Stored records
-- Opening Marker --

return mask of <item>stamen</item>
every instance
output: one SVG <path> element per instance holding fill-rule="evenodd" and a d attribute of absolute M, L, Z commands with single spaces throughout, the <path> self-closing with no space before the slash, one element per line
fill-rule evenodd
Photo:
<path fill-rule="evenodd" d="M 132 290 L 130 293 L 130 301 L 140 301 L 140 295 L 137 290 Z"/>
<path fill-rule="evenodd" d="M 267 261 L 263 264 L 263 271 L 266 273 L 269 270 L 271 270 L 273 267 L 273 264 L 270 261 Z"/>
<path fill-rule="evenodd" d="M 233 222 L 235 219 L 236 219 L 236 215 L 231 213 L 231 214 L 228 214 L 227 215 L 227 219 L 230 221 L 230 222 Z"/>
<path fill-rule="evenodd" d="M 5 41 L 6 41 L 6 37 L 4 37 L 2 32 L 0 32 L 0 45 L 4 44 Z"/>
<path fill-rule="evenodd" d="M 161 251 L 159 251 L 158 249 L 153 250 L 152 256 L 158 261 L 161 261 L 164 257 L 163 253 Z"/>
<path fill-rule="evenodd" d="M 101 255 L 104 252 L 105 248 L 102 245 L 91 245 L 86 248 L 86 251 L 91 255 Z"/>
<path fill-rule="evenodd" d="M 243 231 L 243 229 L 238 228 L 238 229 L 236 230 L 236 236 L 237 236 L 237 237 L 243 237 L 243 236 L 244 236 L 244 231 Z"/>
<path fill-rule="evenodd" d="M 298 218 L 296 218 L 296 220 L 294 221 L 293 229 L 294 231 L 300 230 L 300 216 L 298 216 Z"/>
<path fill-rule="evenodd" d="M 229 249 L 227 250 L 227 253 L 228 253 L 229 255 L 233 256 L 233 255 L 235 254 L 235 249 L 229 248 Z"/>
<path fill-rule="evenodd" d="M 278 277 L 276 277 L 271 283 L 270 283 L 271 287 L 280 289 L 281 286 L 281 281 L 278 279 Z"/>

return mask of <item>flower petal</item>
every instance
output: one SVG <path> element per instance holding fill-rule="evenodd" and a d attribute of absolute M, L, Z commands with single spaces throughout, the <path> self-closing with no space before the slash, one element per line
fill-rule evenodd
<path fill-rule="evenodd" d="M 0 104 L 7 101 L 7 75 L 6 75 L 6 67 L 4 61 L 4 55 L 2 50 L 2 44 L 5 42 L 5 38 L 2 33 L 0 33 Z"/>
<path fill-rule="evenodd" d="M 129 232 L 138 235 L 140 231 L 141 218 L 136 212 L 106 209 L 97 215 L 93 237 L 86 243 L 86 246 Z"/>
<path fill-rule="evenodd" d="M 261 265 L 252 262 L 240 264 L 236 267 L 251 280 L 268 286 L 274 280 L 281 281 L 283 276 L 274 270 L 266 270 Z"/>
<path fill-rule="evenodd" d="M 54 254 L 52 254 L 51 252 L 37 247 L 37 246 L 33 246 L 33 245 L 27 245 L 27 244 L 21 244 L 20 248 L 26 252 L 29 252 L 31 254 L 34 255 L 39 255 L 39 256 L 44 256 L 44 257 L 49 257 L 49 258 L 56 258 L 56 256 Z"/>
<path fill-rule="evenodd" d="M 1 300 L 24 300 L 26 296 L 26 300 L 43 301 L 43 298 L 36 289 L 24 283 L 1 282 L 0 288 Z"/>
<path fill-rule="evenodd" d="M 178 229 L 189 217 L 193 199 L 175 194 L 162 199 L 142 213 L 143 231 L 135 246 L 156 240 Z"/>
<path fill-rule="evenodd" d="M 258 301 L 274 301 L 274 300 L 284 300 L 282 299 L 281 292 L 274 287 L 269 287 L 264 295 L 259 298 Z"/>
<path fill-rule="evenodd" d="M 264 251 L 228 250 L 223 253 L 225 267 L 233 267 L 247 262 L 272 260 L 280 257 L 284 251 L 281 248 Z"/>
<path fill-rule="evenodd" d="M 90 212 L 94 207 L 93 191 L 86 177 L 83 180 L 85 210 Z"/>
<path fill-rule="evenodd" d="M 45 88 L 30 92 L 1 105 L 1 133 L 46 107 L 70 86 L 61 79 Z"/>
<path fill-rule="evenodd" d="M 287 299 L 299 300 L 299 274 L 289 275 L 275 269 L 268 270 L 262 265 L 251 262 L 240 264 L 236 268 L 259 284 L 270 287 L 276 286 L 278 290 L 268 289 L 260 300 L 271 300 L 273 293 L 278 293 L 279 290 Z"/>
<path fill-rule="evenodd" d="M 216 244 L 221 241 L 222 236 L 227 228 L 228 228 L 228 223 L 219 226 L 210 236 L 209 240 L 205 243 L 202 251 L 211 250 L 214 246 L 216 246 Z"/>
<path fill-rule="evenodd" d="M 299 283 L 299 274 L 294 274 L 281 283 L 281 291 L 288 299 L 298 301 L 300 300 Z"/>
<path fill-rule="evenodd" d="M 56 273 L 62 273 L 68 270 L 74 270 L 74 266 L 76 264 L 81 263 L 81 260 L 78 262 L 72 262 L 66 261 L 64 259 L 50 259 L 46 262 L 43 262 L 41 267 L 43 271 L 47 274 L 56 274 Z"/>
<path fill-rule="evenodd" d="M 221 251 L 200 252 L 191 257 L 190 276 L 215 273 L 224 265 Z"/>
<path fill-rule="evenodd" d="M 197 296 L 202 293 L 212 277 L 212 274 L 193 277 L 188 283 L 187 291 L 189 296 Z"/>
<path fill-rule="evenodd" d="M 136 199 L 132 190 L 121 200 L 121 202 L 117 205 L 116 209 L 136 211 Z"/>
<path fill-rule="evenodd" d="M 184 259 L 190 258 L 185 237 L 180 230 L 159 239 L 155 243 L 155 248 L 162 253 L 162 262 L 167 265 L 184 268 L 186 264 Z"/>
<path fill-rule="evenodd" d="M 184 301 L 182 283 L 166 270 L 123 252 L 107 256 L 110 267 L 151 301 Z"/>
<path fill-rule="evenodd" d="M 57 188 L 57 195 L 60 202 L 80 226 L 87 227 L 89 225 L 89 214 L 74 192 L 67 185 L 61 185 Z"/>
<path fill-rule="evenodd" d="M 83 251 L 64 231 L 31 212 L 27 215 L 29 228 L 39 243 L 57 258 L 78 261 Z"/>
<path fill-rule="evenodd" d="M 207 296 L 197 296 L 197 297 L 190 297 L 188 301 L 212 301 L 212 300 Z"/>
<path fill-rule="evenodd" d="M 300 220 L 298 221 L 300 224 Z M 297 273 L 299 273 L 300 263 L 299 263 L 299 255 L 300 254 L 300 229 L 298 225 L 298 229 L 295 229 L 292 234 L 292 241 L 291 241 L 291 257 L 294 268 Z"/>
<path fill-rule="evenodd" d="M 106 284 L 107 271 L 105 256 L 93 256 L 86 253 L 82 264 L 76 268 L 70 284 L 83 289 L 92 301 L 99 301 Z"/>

-- Closing Marker --

→ **WHAT TO PRODUCE**:
Using the entries above, work out the number of lines containing the string "mask", and supply only that number.

→ **ANSWER AREA**:
2